Exercise: Please list every line in the records below that contains the word "backhoe", copying each line in full. Count a line only if its capitalization matches.

▬▬▬▬▬▬

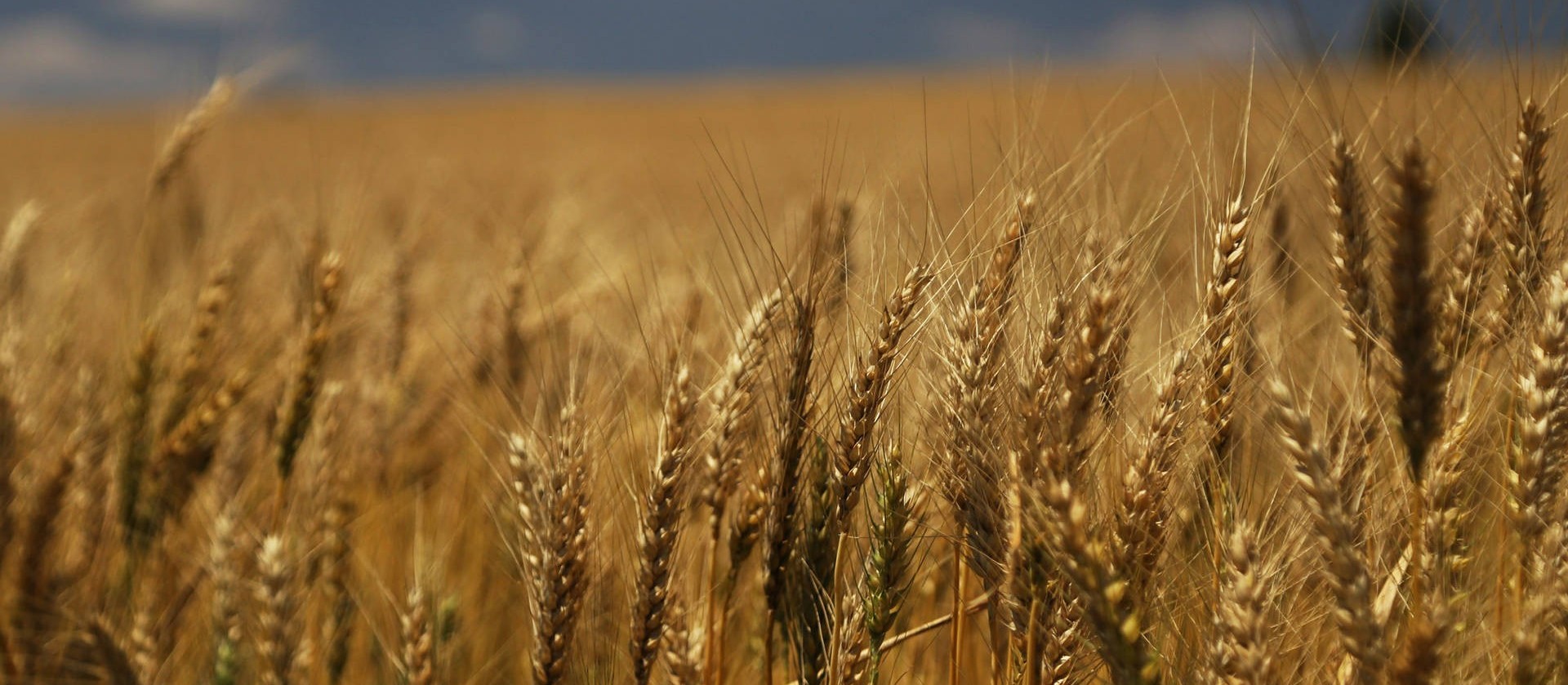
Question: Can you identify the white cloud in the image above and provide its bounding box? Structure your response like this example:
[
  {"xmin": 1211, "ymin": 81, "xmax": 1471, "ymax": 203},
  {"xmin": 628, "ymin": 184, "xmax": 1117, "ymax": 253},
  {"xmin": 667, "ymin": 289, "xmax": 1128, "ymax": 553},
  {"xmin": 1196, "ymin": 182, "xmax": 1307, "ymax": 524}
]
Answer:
[
  {"xmin": 931, "ymin": 14, "xmax": 1043, "ymax": 63},
  {"xmin": 1089, "ymin": 5, "xmax": 1267, "ymax": 63},
  {"xmin": 124, "ymin": 0, "xmax": 273, "ymax": 24},
  {"xmin": 0, "ymin": 14, "xmax": 201, "ymax": 97},
  {"xmin": 467, "ymin": 8, "xmax": 528, "ymax": 61}
]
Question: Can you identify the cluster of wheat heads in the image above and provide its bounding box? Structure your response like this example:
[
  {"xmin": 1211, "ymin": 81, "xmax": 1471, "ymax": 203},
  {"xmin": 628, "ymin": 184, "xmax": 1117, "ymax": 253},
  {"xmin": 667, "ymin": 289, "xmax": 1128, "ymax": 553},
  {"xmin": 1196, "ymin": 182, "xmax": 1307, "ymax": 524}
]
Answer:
[{"xmin": 0, "ymin": 76, "xmax": 1568, "ymax": 685}]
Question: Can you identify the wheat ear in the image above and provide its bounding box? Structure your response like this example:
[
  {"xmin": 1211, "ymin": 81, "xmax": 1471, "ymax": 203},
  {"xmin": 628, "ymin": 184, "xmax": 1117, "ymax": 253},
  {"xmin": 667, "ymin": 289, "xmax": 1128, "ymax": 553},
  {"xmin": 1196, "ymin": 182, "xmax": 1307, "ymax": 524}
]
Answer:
[
  {"xmin": 632, "ymin": 365, "xmax": 696, "ymax": 685},
  {"xmin": 1270, "ymin": 381, "xmax": 1388, "ymax": 685}
]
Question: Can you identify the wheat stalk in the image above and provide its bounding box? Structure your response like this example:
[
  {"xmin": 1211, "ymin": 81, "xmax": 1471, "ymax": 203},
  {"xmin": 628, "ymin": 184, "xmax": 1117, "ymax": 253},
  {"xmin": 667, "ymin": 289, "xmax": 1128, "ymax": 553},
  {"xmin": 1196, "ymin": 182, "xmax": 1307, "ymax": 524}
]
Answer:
[
  {"xmin": 632, "ymin": 365, "xmax": 696, "ymax": 685},
  {"xmin": 1270, "ymin": 381, "xmax": 1388, "ymax": 685}
]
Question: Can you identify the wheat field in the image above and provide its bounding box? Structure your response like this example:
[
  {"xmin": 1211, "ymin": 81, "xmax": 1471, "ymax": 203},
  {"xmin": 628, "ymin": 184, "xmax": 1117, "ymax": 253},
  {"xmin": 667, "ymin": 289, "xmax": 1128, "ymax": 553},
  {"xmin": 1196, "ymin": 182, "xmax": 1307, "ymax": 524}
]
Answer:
[{"xmin": 0, "ymin": 58, "xmax": 1568, "ymax": 685}]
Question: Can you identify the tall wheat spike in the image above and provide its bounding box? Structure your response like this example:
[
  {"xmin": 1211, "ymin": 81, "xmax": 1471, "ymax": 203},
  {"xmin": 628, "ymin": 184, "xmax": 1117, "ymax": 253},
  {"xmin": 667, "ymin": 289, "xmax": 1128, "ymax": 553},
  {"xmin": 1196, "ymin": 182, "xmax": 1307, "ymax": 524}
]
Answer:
[{"xmin": 632, "ymin": 363, "xmax": 696, "ymax": 685}]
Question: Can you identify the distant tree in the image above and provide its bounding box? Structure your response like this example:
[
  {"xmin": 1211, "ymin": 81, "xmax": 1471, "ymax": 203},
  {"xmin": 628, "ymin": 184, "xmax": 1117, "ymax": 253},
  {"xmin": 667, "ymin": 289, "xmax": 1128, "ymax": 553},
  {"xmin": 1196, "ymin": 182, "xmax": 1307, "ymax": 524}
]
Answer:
[{"xmin": 1365, "ymin": 0, "xmax": 1444, "ymax": 64}]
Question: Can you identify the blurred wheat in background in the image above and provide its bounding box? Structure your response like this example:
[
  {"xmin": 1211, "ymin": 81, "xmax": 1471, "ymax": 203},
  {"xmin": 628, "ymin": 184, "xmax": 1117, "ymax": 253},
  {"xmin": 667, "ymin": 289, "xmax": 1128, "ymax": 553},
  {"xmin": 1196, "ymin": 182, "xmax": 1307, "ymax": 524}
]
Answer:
[{"xmin": 0, "ymin": 0, "xmax": 1568, "ymax": 685}]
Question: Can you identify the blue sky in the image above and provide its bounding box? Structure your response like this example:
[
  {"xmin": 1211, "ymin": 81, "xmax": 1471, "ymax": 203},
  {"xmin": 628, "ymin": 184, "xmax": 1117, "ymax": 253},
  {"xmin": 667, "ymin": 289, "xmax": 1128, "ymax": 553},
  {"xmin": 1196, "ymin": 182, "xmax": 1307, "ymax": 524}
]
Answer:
[{"xmin": 0, "ymin": 0, "xmax": 1563, "ymax": 102}]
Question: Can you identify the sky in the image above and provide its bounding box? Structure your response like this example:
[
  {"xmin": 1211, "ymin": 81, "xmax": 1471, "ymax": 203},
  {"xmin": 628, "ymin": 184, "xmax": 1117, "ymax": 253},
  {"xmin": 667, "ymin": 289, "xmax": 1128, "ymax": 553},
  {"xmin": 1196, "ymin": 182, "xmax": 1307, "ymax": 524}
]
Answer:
[{"xmin": 0, "ymin": 0, "xmax": 1565, "ymax": 100}]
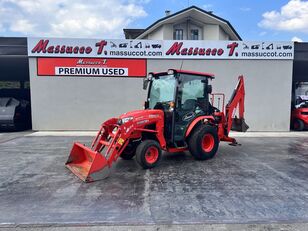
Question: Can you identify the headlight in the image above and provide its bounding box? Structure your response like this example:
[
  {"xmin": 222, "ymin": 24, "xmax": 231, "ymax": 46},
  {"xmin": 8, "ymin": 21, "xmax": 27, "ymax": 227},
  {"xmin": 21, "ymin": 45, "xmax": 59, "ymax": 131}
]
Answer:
[{"xmin": 118, "ymin": 116, "xmax": 134, "ymax": 125}]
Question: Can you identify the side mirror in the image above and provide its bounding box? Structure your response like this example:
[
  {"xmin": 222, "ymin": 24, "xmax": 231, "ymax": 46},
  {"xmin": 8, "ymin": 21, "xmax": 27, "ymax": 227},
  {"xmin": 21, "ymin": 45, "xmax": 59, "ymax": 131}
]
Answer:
[
  {"xmin": 143, "ymin": 78, "xmax": 149, "ymax": 90},
  {"xmin": 207, "ymin": 85, "xmax": 212, "ymax": 94}
]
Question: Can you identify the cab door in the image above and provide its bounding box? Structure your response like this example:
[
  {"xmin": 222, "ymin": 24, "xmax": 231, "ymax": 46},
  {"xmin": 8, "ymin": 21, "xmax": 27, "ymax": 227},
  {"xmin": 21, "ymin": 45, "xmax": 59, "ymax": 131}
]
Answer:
[{"xmin": 174, "ymin": 74, "xmax": 208, "ymax": 143}]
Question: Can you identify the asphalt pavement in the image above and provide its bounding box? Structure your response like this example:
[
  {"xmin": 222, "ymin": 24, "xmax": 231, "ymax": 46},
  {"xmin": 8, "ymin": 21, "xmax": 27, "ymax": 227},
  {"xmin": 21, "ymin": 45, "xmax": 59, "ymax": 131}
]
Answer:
[{"xmin": 0, "ymin": 132, "xmax": 308, "ymax": 230}]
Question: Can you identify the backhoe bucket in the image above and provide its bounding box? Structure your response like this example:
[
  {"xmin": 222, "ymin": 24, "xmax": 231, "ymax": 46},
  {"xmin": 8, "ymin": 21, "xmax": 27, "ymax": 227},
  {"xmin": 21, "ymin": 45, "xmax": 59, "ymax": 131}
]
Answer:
[
  {"xmin": 65, "ymin": 143, "xmax": 110, "ymax": 182},
  {"xmin": 231, "ymin": 118, "xmax": 249, "ymax": 132}
]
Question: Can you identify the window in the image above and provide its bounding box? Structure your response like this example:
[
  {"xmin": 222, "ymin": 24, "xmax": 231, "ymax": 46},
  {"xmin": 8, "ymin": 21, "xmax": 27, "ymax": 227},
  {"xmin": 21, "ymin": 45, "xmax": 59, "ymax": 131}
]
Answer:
[
  {"xmin": 173, "ymin": 29, "xmax": 183, "ymax": 40},
  {"xmin": 181, "ymin": 75, "xmax": 204, "ymax": 105},
  {"xmin": 190, "ymin": 29, "xmax": 199, "ymax": 40},
  {"xmin": 0, "ymin": 81, "xmax": 20, "ymax": 89},
  {"xmin": 149, "ymin": 75, "xmax": 175, "ymax": 109}
]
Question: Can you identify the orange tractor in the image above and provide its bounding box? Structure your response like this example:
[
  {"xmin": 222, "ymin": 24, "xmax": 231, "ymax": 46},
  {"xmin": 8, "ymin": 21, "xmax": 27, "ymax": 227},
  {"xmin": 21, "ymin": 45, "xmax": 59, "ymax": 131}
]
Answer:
[{"xmin": 66, "ymin": 69, "xmax": 248, "ymax": 182}]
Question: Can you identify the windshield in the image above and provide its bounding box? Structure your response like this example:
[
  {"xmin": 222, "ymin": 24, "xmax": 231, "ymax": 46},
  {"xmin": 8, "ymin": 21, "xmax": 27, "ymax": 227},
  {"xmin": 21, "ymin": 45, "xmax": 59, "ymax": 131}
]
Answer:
[{"xmin": 149, "ymin": 75, "xmax": 175, "ymax": 109}]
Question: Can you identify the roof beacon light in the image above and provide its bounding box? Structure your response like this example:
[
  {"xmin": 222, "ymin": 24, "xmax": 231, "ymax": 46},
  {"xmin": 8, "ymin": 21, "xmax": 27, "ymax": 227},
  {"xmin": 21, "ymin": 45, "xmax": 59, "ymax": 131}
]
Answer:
[{"xmin": 167, "ymin": 69, "xmax": 174, "ymax": 75}]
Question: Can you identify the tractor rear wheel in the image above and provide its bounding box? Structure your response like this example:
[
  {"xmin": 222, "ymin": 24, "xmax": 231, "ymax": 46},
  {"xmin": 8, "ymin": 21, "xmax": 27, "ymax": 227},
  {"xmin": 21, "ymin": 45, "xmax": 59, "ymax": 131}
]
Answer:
[
  {"xmin": 293, "ymin": 119, "xmax": 305, "ymax": 131},
  {"xmin": 136, "ymin": 140, "xmax": 161, "ymax": 169},
  {"xmin": 188, "ymin": 125, "xmax": 219, "ymax": 160}
]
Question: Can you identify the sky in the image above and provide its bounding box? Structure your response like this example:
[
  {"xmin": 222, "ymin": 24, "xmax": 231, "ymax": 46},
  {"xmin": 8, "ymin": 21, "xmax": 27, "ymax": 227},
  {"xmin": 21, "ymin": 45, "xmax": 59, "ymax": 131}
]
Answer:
[{"xmin": 0, "ymin": 0, "xmax": 308, "ymax": 42}]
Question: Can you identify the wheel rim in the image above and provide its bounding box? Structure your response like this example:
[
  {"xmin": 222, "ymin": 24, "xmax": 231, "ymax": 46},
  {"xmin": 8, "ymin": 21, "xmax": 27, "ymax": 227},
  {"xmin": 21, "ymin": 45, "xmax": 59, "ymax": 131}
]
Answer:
[
  {"xmin": 145, "ymin": 147, "xmax": 158, "ymax": 164},
  {"xmin": 202, "ymin": 134, "xmax": 215, "ymax": 152}
]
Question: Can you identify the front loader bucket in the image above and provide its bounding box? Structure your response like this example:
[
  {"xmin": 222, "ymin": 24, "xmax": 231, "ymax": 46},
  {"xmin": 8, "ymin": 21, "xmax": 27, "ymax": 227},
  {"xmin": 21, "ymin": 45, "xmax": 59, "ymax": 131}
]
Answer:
[
  {"xmin": 65, "ymin": 143, "xmax": 110, "ymax": 182},
  {"xmin": 231, "ymin": 118, "xmax": 249, "ymax": 132}
]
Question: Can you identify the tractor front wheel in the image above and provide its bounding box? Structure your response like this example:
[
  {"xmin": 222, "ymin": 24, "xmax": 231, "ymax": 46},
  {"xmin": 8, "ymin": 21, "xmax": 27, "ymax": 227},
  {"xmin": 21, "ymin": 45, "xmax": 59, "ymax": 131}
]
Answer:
[
  {"xmin": 136, "ymin": 140, "xmax": 161, "ymax": 169},
  {"xmin": 188, "ymin": 125, "xmax": 219, "ymax": 160}
]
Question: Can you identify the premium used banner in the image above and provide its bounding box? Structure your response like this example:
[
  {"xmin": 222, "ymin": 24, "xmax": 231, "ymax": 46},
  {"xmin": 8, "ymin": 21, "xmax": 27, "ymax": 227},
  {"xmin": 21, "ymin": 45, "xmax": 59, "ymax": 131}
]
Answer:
[
  {"xmin": 37, "ymin": 57, "xmax": 147, "ymax": 77},
  {"xmin": 28, "ymin": 38, "xmax": 294, "ymax": 59}
]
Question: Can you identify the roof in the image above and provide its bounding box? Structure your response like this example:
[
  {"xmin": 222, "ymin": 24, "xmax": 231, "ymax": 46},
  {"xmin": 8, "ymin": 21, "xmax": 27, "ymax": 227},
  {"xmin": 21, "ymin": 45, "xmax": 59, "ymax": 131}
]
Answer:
[
  {"xmin": 149, "ymin": 69, "xmax": 215, "ymax": 79},
  {"xmin": 123, "ymin": 29, "xmax": 145, "ymax": 39},
  {"xmin": 136, "ymin": 6, "xmax": 242, "ymax": 40}
]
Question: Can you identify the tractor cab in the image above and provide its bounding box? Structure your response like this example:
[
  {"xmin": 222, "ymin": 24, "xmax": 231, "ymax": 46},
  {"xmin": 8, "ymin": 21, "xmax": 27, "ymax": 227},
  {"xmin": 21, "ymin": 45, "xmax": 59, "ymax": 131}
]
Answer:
[{"xmin": 144, "ymin": 69, "xmax": 214, "ymax": 147}]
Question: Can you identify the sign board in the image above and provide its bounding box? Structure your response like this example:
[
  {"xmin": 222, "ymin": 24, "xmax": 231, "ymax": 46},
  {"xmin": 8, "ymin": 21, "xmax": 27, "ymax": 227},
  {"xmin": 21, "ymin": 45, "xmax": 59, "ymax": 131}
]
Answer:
[
  {"xmin": 37, "ymin": 57, "xmax": 147, "ymax": 77},
  {"xmin": 28, "ymin": 38, "xmax": 294, "ymax": 60}
]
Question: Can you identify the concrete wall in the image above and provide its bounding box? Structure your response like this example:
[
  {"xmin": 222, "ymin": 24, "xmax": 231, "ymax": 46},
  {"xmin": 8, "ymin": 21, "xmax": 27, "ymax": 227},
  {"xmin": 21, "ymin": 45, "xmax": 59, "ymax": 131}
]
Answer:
[
  {"xmin": 148, "ymin": 60, "xmax": 293, "ymax": 131},
  {"xmin": 219, "ymin": 27, "xmax": 230, "ymax": 40},
  {"xmin": 29, "ymin": 58, "xmax": 146, "ymax": 130},
  {"xmin": 30, "ymin": 58, "xmax": 293, "ymax": 131}
]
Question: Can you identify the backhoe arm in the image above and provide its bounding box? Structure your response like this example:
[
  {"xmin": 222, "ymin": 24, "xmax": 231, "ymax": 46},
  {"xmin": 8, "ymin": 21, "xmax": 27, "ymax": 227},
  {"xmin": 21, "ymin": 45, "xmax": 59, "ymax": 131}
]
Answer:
[{"xmin": 226, "ymin": 76, "xmax": 249, "ymax": 134}]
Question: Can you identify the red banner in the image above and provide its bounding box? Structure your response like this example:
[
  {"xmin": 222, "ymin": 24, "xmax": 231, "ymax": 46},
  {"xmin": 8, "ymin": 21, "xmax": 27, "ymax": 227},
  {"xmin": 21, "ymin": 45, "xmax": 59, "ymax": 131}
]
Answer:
[{"xmin": 37, "ymin": 58, "xmax": 147, "ymax": 78}]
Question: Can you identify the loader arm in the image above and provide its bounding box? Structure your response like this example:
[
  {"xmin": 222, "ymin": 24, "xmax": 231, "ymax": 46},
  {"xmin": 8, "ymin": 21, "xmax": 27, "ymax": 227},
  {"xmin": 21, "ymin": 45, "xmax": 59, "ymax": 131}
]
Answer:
[{"xmin": 225, "ymin": 76, "xmax": 249, "ymax": 134}]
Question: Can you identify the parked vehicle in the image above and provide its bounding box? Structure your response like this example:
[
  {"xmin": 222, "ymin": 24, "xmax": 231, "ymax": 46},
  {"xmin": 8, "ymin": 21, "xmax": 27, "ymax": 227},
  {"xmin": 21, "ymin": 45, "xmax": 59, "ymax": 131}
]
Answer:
[{"xmin": 66, "ymin": 69, "xmax": 248, "ymax": 182}]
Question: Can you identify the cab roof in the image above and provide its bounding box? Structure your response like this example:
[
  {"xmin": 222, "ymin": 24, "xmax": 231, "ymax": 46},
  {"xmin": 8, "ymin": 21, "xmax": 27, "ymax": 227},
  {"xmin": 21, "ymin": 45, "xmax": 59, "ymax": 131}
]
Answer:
[{"xmin": 151, "ymin": 69, "xmax": 215, "ymax": 79}]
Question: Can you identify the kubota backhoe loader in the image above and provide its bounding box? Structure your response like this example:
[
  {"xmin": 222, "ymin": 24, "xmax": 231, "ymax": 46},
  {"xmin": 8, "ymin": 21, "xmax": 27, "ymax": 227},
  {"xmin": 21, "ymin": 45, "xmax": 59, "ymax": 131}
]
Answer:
[{"xmin": 66, "ymin": 69, "xmax": 248, "ymax": 182}]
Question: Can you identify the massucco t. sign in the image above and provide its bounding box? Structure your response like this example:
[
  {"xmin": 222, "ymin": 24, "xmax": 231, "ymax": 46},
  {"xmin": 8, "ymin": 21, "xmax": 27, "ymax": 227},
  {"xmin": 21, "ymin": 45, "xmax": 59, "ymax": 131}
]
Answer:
[{"xmin": 28, "ymin": 38, "xmax": 294, "ymax": 59}]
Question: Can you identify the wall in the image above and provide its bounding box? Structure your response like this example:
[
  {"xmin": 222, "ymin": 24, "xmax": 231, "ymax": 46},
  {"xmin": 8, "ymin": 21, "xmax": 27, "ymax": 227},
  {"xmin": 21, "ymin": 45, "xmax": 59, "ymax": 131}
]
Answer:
[
  {"xmin": 29, "ymin": 58, "xmax": 146, "ymax": 130},
  {"xmin": 148, "ymin": 60, "xmax": 293, "ymax": 131}
]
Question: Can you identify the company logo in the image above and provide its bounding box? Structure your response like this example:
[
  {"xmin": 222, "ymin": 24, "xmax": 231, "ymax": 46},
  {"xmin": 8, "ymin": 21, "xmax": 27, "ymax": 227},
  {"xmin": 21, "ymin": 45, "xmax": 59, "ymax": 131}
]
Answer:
[{"xmin": 166, "ymin": 42, "xmax": 239, "ymax": 57}]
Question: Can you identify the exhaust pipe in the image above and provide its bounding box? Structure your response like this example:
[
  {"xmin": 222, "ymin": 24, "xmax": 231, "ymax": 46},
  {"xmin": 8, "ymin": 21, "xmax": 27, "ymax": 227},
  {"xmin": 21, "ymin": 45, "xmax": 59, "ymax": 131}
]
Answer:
[{"xmin": 231, "ymin": 118, "xmax": 249, "ymax": 132}]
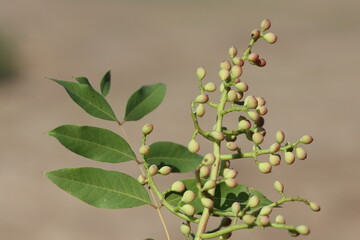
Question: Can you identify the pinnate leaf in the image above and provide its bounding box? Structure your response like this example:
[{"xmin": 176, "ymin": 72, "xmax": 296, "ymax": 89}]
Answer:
[
  {"xmin": 45, "ymin": 167, "xmax": 151, "ymax": 209},
  {"xmin": 51, "ymin": 79, "xmax": 117, "ymax": 121},
  {"xmin": 48, "ymin": 125, "xmax": 136, "ymax": 163},
  {"xmin": 145, "ymin": 142, "xmax": 203, "ymax": 173},
  {"xmin": 124, "ymin": 83, "xmax": 166, "ymax": 121}
]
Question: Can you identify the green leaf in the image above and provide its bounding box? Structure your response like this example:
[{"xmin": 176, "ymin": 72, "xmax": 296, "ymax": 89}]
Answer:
[
  {"xmin": 124, "ymin": 83, "xmax": 166, "ymax": 121},
  {"xmin": 48, "ymin": 125, "xmax": 136, "ymax": 163},
  {"xmin": 51, "ymin": 79, "xmax": 117, "ymax": 121},
  {"xmin": 100, "ymin": 70, "xmax": 111, "ymax": 97},
  {"xmin": 145, "ymin": 142, "xmax": 203, "ymax": 173},
  {"xmin": 45, "ymin": 168, "xmax": 150, "ymax": 209}
]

▬▬▬▬▬▬

Response:
Question: Can you identify the backhoe bucket in the image above and provide its bounding box? Structure your response like this example:
Question: Can you identify the backhoe arm in the image above and provide its bounding box? Structure your response like this example:
Question: Can you identify the kubota backhoe loader in the image above and provide its bounding box? Structure your response like this example:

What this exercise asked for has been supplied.